= TASK INPUT =

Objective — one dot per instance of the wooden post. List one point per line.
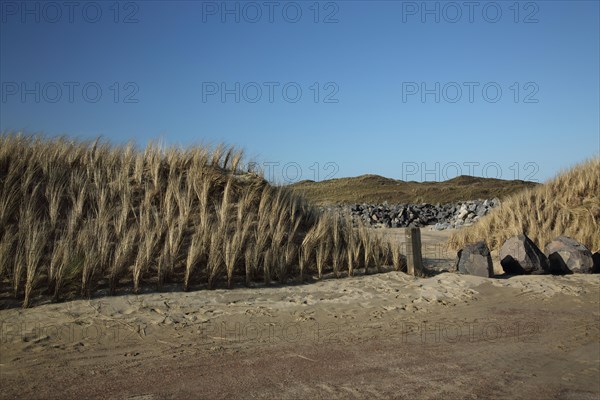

* * *

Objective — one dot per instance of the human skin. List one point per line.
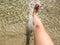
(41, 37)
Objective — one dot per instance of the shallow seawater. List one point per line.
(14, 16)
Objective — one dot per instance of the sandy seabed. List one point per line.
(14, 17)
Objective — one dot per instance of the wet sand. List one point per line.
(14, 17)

= TASK TO CARRY OUT =
Extract each piece of the text above that contains the word "line", copying every such piece in full.

= EXPECTED OUTPUT =
Objective — one dot per instance of the wooden post. List one point per line.
Objective — one dot per instance of the human skin. List one point per line.
Objective — one dot per instance of the shallow seawater. List one point per line.
Objective — one dot per instance of the sandy seabed. List one point per line.
Objective — one dot per instance of the wet sand. List one point per line.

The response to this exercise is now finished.